== Problems to solve ==
**a)** Print everything in the figure list from "FIG. 14 projects" down to "in FIG. 16.".
**b)** According to the figure list, onto which planes does FIG. 12 project the cable position?
**c)** Summarize the figure list in two sentences.

FIG. 8 is a block diagram depicting a computing system such as may be used in implementing certain aspects of the present invention;

FIG. 9 represents a method by which the present invention may for dynamically determining the shape of a body in accordance with a first implementation of one application of the present invention;

FIG. 10 represents a method by which the shape of a cable may be determined dynamically practiced in accordance with a second implementation of the application;

FIG. 11 represents a method wherein the positions of points on the cable are determined through application of an inversion algorithm;

FIG. 12 projects the cable position onto the x-y plane (top) and x-z plane (bottom) for a single acoustic source experiment simulating an application of the invention to determine the shape of a seismic cable as it is deployed; FIG. 13 graphs the cable position error for the single acoustic source experiment of FIG. 12;

FIG. 14 projects the cable position onto the x-y plane (top) and x-z plane (bottom) for a three acoustic source experiment simulating an application of the invention to determine the shape of a seismic cable as it is deployed;

FIG. 15 graphs the cable position error for the three acoustic source experiment in FIG. 14;

FIG. 16 projects the cable position onto the x-y plane (top) and x-z plane (bottom) for a three source and dip angle experiment simulating an application of the invention to determine the shape of a seismic cable as it is deployed; and

FIG. 17 graphs the cable position error for the three source experiment and dip experiment in FIG. 16.

Named-object pointing records

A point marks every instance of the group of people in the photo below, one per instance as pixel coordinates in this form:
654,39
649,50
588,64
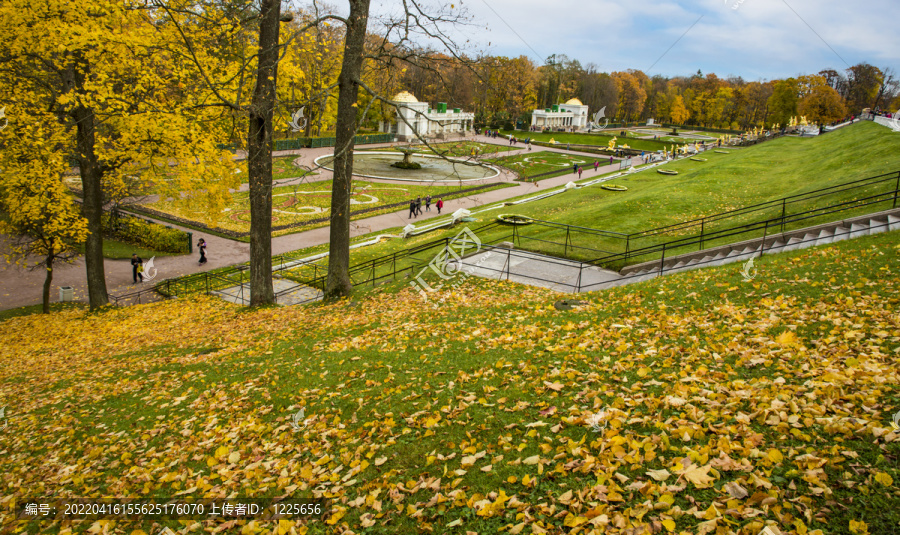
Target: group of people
415,206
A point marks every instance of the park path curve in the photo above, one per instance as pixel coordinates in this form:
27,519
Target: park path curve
21,287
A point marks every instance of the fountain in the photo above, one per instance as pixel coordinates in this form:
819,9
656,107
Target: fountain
429,168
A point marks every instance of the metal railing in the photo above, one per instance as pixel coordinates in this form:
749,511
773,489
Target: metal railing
595,242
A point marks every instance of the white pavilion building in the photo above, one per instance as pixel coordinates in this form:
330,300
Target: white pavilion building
571,116
414,116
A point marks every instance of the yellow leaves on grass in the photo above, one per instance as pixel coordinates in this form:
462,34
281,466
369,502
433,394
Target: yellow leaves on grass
697,475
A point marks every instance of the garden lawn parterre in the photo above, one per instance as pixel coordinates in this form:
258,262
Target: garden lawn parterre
308,201
596,140
742,177
534,163
694,403
453,148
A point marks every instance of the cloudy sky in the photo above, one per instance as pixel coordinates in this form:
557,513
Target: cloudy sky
755,39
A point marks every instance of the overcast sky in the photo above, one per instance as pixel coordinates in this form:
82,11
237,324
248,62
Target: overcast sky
755,39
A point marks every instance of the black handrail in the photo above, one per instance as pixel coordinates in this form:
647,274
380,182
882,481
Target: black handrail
769,204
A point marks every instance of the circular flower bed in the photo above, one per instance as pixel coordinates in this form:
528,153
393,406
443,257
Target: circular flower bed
514,219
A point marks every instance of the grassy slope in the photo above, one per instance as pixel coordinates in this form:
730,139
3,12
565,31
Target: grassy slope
597,140
474,411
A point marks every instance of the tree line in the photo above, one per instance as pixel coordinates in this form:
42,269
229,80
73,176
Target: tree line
143,94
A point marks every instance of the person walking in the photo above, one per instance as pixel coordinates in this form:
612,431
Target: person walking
202,246
137,268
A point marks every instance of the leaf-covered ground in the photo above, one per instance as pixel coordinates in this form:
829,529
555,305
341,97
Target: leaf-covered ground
695,403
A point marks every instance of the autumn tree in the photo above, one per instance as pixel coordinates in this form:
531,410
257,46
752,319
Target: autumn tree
822,105
42,222
97,67
631,96
240,46
783,102
412,29
863,82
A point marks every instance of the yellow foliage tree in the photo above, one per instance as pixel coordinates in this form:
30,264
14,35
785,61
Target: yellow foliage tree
125,104
42,221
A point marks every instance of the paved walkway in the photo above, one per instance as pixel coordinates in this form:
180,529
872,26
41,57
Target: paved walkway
19,287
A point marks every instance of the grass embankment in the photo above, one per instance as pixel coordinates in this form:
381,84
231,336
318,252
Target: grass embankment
310,201
743,177
771,170
688,404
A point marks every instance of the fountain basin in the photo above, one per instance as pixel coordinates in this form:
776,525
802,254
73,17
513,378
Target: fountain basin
377,164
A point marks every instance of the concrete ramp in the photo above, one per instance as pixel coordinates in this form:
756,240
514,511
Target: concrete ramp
559,274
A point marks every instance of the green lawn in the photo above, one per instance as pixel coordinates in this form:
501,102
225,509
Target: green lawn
454,148
540,162
742,177
594,140
310,201
684,404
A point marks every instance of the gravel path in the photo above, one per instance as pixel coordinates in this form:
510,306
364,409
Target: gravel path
21,287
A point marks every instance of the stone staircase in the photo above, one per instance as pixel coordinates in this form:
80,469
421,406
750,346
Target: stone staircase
743,251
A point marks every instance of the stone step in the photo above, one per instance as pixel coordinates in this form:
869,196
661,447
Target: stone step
841,233
878,224
792,244
858,229
893,222
826,236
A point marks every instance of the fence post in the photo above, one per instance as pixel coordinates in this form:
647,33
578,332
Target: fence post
702,230
783,212
896,188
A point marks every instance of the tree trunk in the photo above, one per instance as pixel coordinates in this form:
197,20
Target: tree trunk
259,157
91,184
338,284
47,282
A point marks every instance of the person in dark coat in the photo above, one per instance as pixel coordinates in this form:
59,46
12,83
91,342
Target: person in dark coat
137,265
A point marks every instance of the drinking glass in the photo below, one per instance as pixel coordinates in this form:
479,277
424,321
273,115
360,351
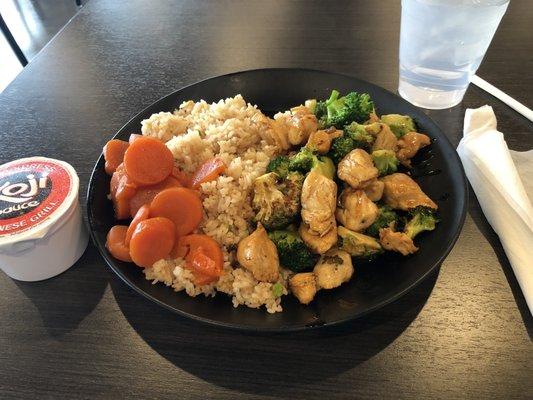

== Answers below ==
**a)**
FIG. 14 projects the cable position onto the x-y plane (top) and x-z plane (bottom) for a three acoustic source experiment simulating an application of the invention to determine the shape of a seismic cable as it is deployed;

FIG. 15 graphs the cable position error for the three acoustic source experiment in FIG. 14;

FIG. 16 projects the cable position onto the x-y plane (top) and x-z plane (bottom) for a three source and dip angle experiment simulating an application of the invention to determine the shape of a seismic cable as it is deployed; and

FIG. 17 graphs the cable position error for the three source experiment and dip experiment in FIG. 16.

**b)** The x-y plane (top) and the x-z plane (bottom).

**c)** The figure list describes a block diagram of a computing system and several methods for dynamically determining the shape of a body or cable, one of which finds the positions of points on the cable with an inversion algorithm. The remaining figures project cable position onto the x-y and x-z planes and graph cable position error for single-source, three-source, and three-source-with-dip-angle experiments that simulate determining the shape of a seismic cable as it is deployed.